_The problem_
Please copy the lines below exactly as they appear, everything from the line containing "Target: headphone ear cup" down to the line containing "[(169, 174), (21, 200), (430, 143), (646, 304), (308, 157)]".

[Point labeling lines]

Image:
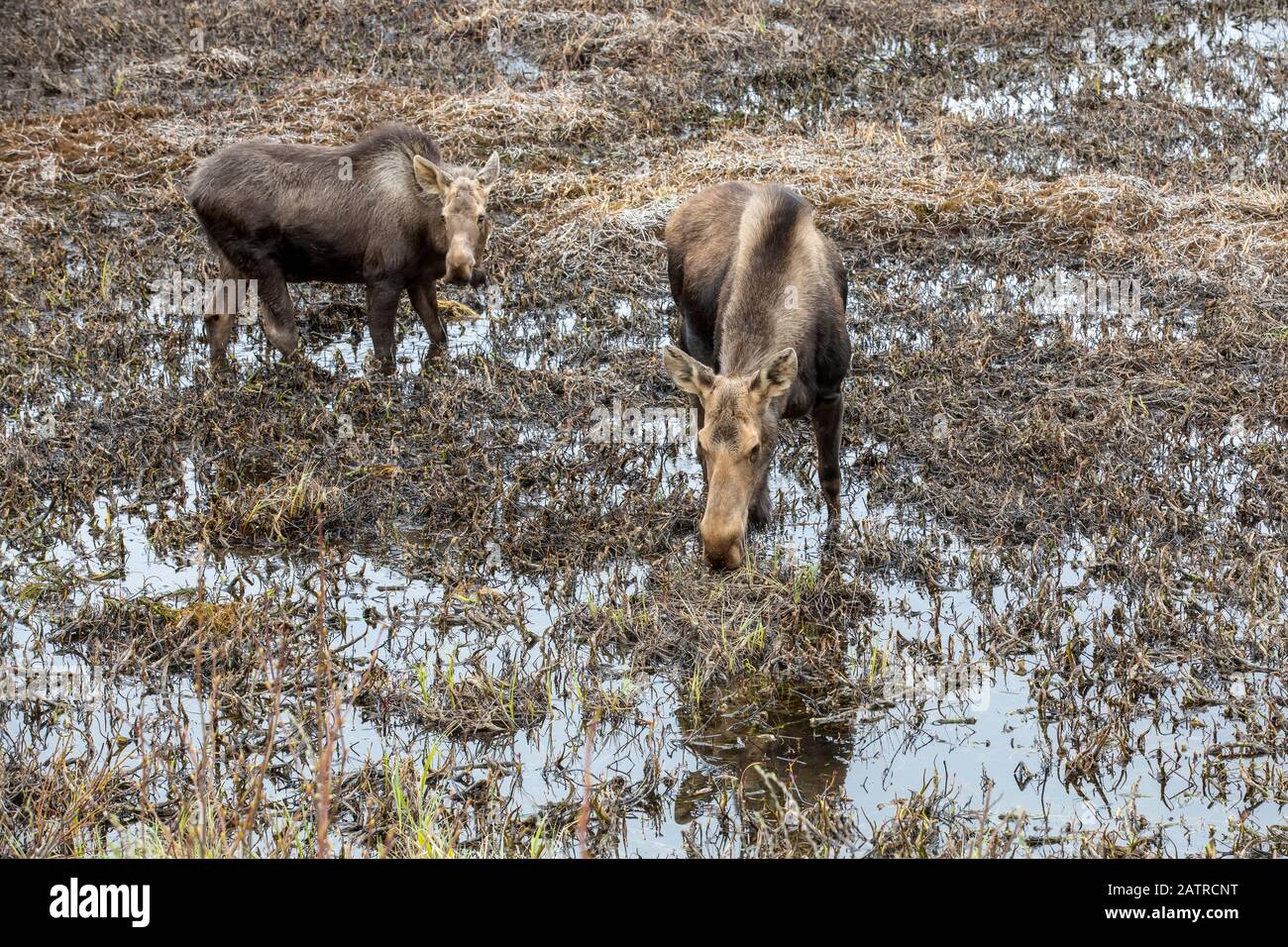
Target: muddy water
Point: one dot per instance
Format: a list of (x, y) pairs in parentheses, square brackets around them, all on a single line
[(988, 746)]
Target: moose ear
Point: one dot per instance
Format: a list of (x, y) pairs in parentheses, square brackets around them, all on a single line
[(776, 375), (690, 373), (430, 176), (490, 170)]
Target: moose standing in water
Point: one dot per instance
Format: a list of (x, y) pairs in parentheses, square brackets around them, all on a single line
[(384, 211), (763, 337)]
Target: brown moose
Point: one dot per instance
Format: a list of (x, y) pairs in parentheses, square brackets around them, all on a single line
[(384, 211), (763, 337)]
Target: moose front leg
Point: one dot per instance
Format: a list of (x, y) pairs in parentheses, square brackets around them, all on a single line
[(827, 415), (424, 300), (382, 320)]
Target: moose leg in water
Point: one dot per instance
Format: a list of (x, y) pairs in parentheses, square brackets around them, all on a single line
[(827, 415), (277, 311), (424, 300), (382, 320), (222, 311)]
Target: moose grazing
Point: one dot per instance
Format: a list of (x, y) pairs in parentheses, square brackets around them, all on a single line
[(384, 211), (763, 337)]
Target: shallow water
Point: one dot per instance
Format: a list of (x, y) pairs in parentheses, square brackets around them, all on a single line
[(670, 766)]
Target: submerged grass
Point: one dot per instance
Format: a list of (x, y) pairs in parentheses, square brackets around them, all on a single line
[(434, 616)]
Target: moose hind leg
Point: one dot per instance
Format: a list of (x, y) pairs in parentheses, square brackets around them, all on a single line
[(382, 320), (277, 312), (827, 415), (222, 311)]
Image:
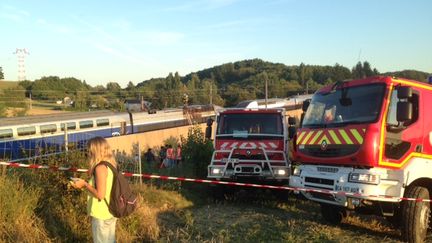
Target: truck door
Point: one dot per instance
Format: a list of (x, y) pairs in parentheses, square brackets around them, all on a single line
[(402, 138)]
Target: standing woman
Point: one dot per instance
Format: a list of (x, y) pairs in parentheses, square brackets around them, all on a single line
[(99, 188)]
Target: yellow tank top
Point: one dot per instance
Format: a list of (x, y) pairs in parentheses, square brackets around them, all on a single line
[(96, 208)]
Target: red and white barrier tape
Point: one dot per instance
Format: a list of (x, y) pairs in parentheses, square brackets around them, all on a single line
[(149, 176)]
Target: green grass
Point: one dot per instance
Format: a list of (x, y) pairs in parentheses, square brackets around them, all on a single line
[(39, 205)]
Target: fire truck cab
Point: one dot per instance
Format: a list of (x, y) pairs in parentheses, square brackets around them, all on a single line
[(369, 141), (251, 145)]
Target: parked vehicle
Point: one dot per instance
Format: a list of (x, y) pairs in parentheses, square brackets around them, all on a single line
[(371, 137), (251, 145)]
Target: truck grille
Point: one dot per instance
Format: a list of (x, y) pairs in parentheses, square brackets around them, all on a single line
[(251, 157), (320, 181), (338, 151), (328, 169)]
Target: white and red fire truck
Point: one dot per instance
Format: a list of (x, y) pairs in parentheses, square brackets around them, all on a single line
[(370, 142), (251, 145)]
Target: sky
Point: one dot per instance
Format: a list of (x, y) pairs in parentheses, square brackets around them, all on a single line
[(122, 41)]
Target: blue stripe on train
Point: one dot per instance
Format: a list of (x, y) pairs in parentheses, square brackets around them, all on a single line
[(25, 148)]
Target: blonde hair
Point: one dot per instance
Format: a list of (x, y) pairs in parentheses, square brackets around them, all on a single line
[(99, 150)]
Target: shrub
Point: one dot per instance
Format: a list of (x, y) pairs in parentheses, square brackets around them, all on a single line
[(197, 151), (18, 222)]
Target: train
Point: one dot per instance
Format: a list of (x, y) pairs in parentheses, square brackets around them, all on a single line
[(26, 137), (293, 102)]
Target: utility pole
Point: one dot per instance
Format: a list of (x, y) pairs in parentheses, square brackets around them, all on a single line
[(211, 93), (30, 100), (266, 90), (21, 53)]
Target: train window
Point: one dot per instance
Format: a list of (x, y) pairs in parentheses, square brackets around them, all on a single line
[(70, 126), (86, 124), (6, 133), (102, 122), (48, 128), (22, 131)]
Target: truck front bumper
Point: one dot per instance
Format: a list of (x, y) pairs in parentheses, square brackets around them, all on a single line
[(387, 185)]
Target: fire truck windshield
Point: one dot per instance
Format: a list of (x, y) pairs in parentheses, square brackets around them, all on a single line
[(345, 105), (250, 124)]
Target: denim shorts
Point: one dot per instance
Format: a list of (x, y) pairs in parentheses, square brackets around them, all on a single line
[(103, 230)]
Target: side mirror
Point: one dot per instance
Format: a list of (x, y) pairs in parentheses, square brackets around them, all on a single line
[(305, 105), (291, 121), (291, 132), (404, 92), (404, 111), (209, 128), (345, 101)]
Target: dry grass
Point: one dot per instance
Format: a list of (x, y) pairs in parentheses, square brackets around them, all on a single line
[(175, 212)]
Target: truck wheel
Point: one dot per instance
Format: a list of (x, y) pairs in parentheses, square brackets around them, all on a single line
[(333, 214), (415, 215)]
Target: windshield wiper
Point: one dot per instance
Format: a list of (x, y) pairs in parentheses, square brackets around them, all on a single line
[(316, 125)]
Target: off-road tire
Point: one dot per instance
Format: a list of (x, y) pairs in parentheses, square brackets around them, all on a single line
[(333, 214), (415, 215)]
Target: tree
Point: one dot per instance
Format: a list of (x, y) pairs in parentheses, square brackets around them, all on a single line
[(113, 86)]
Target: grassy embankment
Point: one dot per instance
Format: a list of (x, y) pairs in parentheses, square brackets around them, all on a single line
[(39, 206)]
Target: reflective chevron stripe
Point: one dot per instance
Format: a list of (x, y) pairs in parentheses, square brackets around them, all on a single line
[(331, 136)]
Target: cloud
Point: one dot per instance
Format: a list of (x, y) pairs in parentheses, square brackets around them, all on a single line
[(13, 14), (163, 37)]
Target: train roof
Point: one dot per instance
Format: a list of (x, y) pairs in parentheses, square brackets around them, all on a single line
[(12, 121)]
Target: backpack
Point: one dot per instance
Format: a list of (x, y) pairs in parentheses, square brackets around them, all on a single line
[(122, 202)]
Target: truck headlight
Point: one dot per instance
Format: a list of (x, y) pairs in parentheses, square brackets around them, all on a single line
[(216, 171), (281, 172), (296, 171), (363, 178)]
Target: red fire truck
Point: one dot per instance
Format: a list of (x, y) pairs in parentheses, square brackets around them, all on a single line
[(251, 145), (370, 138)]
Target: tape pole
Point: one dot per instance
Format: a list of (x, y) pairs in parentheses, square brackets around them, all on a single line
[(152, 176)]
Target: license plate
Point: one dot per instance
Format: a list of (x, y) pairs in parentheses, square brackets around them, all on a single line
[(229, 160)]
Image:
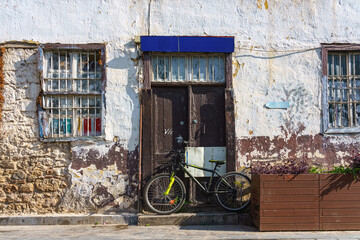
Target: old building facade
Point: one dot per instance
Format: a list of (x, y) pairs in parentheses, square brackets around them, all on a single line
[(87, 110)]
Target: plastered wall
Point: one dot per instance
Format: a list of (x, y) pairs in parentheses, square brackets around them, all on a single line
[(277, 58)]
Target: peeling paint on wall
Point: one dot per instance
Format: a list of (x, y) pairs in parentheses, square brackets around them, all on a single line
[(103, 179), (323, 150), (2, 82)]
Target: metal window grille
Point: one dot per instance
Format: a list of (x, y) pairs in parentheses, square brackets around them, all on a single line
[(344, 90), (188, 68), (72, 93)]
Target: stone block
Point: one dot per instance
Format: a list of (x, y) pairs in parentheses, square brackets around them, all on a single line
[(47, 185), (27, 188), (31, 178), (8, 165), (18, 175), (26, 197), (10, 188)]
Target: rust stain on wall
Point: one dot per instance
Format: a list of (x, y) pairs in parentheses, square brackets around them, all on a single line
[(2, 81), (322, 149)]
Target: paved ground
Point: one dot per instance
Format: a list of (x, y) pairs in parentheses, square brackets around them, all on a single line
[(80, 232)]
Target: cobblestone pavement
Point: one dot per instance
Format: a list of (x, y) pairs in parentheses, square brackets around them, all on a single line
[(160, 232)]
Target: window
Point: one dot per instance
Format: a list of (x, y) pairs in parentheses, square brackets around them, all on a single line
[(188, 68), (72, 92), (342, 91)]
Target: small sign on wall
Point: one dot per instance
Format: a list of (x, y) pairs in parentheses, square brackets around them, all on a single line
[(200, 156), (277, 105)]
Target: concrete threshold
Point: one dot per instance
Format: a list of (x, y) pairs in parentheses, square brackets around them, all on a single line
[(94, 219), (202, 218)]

---

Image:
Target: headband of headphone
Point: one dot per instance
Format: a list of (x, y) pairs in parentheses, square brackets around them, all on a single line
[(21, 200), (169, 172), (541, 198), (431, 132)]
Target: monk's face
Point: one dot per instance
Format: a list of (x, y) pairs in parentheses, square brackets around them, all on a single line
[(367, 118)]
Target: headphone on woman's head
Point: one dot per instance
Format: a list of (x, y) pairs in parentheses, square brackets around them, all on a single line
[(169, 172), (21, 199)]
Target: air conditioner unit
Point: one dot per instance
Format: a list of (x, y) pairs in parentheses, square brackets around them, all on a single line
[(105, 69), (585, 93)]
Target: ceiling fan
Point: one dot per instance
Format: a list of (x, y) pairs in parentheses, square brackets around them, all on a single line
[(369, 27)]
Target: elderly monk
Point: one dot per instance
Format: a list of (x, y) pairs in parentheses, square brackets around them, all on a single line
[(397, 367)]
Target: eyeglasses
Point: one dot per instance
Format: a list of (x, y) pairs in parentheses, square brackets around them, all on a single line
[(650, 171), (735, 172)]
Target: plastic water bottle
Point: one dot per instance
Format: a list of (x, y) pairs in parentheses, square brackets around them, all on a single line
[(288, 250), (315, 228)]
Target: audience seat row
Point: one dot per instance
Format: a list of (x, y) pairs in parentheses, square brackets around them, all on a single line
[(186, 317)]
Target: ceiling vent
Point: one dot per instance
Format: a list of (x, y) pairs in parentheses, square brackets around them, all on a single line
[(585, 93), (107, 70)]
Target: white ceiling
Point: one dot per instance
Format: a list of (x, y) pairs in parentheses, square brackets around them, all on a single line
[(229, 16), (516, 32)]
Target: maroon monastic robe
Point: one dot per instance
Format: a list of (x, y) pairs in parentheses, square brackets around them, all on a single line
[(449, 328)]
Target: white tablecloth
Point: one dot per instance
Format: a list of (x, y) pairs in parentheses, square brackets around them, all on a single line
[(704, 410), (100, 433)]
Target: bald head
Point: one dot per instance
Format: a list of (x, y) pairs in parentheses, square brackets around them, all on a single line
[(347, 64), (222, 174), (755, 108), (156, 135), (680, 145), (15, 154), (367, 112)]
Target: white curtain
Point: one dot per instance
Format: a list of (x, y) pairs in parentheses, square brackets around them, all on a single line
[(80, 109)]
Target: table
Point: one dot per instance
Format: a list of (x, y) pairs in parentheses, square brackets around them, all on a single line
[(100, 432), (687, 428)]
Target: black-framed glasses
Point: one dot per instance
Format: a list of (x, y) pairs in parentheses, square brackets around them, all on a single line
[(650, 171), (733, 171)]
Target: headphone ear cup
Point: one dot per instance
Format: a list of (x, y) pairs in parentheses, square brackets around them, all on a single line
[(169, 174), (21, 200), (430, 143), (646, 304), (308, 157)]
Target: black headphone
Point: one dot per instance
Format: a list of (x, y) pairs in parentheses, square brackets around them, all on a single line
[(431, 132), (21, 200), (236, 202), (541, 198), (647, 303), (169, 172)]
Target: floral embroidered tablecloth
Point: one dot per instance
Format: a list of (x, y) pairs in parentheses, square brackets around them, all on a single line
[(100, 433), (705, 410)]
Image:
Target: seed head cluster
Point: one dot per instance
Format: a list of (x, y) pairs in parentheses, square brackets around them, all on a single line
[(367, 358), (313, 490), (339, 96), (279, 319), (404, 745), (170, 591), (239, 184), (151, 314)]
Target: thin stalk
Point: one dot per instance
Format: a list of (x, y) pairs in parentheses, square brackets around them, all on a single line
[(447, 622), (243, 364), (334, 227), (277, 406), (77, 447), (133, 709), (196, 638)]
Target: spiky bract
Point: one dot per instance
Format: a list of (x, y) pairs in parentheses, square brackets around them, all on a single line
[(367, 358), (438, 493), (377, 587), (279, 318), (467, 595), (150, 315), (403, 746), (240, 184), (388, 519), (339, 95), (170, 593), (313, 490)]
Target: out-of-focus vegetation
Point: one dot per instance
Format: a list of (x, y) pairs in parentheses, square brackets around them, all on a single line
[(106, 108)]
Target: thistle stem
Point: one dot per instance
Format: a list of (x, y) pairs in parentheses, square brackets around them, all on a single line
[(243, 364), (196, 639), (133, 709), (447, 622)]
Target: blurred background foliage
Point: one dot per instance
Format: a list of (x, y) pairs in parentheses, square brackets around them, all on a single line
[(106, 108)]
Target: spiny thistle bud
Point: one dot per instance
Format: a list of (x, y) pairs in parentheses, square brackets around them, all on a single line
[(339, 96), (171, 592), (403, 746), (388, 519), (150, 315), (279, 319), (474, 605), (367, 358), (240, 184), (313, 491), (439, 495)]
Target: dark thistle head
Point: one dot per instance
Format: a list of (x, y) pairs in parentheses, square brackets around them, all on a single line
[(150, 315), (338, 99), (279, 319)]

...

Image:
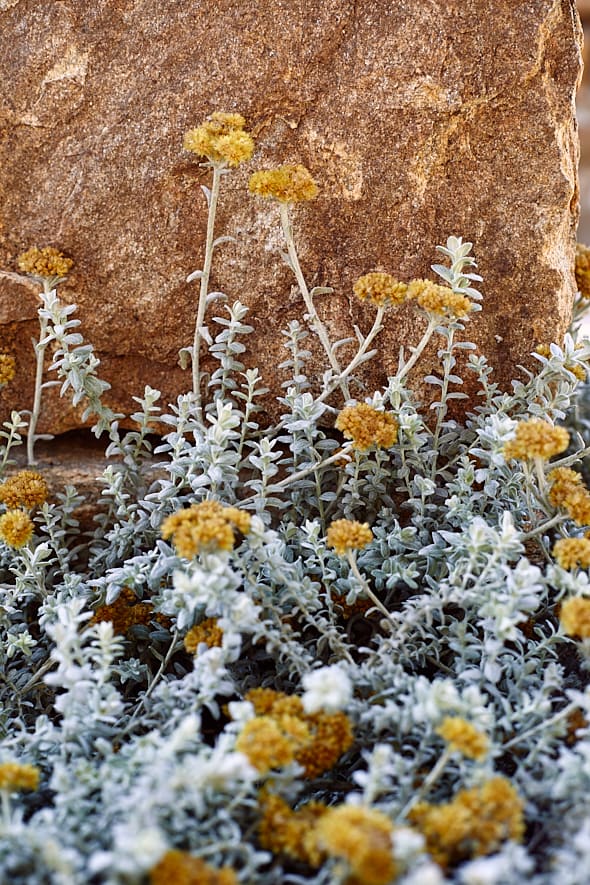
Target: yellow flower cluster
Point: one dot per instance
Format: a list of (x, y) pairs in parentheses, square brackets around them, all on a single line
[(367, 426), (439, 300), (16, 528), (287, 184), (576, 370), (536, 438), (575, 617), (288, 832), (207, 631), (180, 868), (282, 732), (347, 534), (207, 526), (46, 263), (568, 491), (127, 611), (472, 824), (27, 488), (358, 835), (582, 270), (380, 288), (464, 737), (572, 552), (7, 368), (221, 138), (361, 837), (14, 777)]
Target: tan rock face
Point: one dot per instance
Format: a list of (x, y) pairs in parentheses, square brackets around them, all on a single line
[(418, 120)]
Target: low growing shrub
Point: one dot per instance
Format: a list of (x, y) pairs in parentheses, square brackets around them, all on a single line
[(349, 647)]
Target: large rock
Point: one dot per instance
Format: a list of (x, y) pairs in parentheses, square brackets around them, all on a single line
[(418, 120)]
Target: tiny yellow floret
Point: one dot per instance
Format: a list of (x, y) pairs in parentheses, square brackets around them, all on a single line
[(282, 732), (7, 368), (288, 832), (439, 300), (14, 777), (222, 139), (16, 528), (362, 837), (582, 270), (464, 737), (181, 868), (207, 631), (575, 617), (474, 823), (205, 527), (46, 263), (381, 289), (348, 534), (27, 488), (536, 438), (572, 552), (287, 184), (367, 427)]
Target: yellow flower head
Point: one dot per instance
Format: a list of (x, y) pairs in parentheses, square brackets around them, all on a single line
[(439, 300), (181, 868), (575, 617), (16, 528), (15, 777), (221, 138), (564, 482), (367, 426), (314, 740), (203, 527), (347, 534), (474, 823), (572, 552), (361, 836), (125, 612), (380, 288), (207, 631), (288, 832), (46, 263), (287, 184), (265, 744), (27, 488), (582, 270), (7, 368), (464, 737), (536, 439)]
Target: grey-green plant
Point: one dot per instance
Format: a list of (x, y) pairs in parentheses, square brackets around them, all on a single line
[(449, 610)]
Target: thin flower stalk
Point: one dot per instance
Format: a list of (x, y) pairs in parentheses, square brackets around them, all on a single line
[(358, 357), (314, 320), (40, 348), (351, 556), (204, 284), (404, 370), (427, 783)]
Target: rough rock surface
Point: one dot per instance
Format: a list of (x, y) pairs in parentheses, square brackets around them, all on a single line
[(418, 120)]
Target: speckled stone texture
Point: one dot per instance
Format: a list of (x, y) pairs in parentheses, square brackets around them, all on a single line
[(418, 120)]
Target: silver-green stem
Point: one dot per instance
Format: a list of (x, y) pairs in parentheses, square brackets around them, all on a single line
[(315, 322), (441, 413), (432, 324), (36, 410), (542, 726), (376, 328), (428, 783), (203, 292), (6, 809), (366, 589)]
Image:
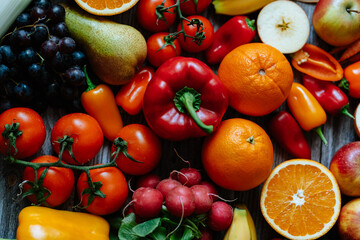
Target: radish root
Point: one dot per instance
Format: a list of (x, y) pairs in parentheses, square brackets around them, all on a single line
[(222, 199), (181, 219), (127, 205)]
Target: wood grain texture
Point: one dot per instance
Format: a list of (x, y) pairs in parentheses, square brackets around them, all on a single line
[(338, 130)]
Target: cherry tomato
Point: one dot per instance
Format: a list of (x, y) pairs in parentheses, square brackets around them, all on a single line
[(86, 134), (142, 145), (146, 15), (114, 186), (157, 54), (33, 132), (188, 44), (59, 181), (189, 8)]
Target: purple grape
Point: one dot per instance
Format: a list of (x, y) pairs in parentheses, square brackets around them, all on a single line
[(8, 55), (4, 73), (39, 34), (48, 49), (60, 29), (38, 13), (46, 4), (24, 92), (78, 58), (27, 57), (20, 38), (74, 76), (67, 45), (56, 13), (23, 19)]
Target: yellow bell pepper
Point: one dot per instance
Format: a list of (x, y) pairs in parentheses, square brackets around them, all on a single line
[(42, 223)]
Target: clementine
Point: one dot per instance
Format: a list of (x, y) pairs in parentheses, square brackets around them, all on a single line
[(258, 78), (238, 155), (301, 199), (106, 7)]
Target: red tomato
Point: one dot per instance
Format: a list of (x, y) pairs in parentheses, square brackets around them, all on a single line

_Complete answer_
Target: headphone ear cup
Point: one dot per instance
Format: a list of (x, y) pairs in parentheses, square brackets around them, all on a single line
[(169, 174), (21, 200), (430, 143), (646, 304), (308, 157)]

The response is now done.